[Items from a data source]
+ + + + +

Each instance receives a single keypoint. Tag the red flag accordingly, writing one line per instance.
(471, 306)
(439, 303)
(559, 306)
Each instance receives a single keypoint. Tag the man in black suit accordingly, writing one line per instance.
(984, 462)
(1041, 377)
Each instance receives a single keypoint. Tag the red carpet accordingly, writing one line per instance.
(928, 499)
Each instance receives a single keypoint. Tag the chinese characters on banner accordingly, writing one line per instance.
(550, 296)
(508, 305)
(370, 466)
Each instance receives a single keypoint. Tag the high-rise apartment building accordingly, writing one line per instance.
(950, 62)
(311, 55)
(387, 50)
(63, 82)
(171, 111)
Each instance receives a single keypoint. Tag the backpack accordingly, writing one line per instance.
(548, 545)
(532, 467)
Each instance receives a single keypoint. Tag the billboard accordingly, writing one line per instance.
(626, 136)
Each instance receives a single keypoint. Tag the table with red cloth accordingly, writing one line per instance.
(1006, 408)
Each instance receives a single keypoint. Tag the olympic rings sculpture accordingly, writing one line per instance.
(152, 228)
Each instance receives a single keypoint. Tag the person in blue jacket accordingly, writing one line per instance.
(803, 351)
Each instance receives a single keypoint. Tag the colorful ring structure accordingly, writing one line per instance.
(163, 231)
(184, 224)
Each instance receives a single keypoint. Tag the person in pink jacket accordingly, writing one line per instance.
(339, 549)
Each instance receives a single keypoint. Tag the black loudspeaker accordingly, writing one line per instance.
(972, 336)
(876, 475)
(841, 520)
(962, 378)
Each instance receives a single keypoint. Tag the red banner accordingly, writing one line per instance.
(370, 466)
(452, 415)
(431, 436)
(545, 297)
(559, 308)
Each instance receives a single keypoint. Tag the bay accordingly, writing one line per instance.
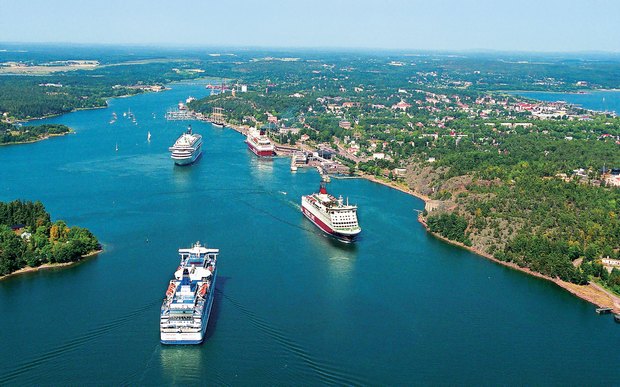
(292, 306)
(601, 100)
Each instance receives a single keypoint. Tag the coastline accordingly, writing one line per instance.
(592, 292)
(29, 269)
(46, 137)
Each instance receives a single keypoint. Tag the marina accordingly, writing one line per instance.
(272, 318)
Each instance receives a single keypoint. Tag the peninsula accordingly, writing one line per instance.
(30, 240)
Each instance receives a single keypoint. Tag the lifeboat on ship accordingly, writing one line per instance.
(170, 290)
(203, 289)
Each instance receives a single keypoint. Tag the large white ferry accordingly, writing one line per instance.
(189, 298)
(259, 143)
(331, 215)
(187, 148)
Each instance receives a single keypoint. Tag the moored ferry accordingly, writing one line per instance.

+ + + + +

Copy the records word for word, starting with the line that contains "Each instance receives a single keypoint. Tag the table" and going on through the end of the records. Leave the pictures out of your copy.

# Solution to the problem
Each instance receives a single keypoint. Tag the table with red cloth accordingly, writing one line per instance.
(1006, 408)
Each instance receives a single keypoint. Tag the olympic rings sculpture accordingly, writing one line per instance.
(152, 228)
Each instance receives a single keypoint. Tag the person in blue jacket accordingly, writing one line per instance.
(803, 351)
Each instance receives a single keypoint. Tag the colorful ring structure accordingly, writing one line per instance.
(163, 231)
(184, 224)
Each instance receives a single keypoint. Tag the person in pink jacket accordingly, writing one line per instance.
(339, 549)
Each instance receives a single keypoint. Tag the black loudspeaker accordingly, writing one line per instance.
(972, 336)
(876, 475)
(841, 520)
(962, 378)
Each instance receives a single keypoint. Tag the red banner accordingly, writing one line per instance.
(370, 466)
(452, 415)
(431, 436)
(545, 297)
(559, 308)
Each instance receives a single keypoint. Tag the bay accordingly, writing one line per instance.
(292, 306)
(601, 100)
Each instance receives a single keypoint. Tag the coastline accordingly, writing one line per instance.
(592, 292)
(29, 269)
(46, 137)
Each instance receives a single keypoint. Tag the marina accordingly, writing one line per instance.
(272, 318)
Each instance receives a single keypoint. Tag the peninsula accordingly, writing one line per instance.
(30, 240)
Each instance receives a single keypoint. Tag the lifeboat on ship accordingly, writing one line per instance.
(170, 290)
(203, 289)
Each instance receives a single keypoint. Tag the large white ferry accordingly, writing one line per instance.
(189, 298)
(259, 143)
(331, 215)
(187, 148)
Each instance receives a single keypoint. Tag the moored ferry accordingly, writing one line per instance.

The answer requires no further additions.